TASK MATERIAL:
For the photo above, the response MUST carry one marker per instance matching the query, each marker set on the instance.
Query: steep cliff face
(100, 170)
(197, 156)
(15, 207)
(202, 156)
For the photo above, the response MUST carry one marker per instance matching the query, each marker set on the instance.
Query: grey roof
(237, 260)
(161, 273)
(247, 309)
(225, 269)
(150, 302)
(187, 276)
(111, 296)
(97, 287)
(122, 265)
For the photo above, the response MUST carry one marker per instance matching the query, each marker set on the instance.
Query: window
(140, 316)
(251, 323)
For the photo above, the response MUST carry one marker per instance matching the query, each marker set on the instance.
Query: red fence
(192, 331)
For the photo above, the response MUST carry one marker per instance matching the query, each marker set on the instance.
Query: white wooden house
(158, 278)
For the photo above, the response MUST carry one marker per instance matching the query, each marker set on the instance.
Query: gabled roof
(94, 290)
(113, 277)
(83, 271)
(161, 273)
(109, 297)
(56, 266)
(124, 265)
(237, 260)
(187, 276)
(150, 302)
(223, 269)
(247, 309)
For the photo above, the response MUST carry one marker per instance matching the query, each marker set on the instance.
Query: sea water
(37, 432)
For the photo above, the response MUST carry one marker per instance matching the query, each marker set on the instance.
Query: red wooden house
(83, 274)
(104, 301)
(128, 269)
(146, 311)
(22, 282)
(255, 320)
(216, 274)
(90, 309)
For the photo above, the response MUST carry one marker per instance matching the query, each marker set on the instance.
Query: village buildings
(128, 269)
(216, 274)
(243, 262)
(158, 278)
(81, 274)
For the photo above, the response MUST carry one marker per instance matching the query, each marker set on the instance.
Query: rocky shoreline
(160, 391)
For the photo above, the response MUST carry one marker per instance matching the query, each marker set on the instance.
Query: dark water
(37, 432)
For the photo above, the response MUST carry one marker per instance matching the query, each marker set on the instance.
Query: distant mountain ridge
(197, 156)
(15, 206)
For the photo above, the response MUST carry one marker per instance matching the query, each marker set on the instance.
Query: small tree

DIRECTIONS FOR THIS TASK: From the first line to the last, please quote the material above exactly.

TASK OUTPUT:
For the photo above, the response MUST carry one marker per instance matching the query, each marker set on the instance.
Query: steep cliff face
(100, 170)
(197, 156)
(15, 207)
(202, 156)
For the photo above, the response MUST carry one marker per instance matching the query, each marker set on the instance.
Query: grey roof
(237, 260)
(161, 273)
(247, 309)
(225, 269)
(150, 302)
(187, 276)
(111, 296)
(97, 287)
(122, 265)
For the photo above, the response MUST carry one marker per instance matching the query, each marker set on the instance.
Query: window
(140, 316)
(251, 323)
For the photo above, the response MUST carry one marker per instance matching the query, each marker set on the instance.
Query: red fence
(192, 331)
For the photo above, the response MUST carry one marker per instance matching the query, each marker set on the instance.
Query: white wooden house
(158, 278)
For the photo above, the response MUST carry one marker per instance matching the query, each marker set on the instance.
Query: gabled roof
(94, 290)
(113, 277)
(83, 271)
(161, 273)
(109, 297)
(56, 266)
(124, 265)
(237, 260)
(187, 276)
(150, 302)
(223, 269)
(247, 309)
For the photo above, the response MUST carry one marker per instance matching the query, each marker set on the instance.
Query: sea water
(37, 432)
For the photo above, the response MUST carry one marker per instance matching the query, each marker set on the instance.
Query: red wooden house
(83, 274)
(104, 301)
(128, 269)
(146, 311)
(22, 282)
(255, 320)
(216, 274)
(90, 309)
For the photo above, the response MUST carry one marker per instance matching the query, each marker set on the instance.
Query: village buildings
(128, 269)
(216, 274)
(243, 262)
(158, 278)
(81, 274)
For the photo above, the response MUST carry one marker per instance matching the query, each marker set on the instance.
Query: rocky shoreline
(160, 391)
For the photo above, the response MUST carry one marker per instance matching the query, each marker set on the instance.
Query: dark water
(37, 432)
For the photo above, the response MUST carry one marker per instance matching the query, each marker set on the instance.
Query: distant mountain ridge
(197, 156)
(15, 206)
For the photo above, the response MUST carry one marker per instance matching the query, each marker set on the instance.
Query: small tree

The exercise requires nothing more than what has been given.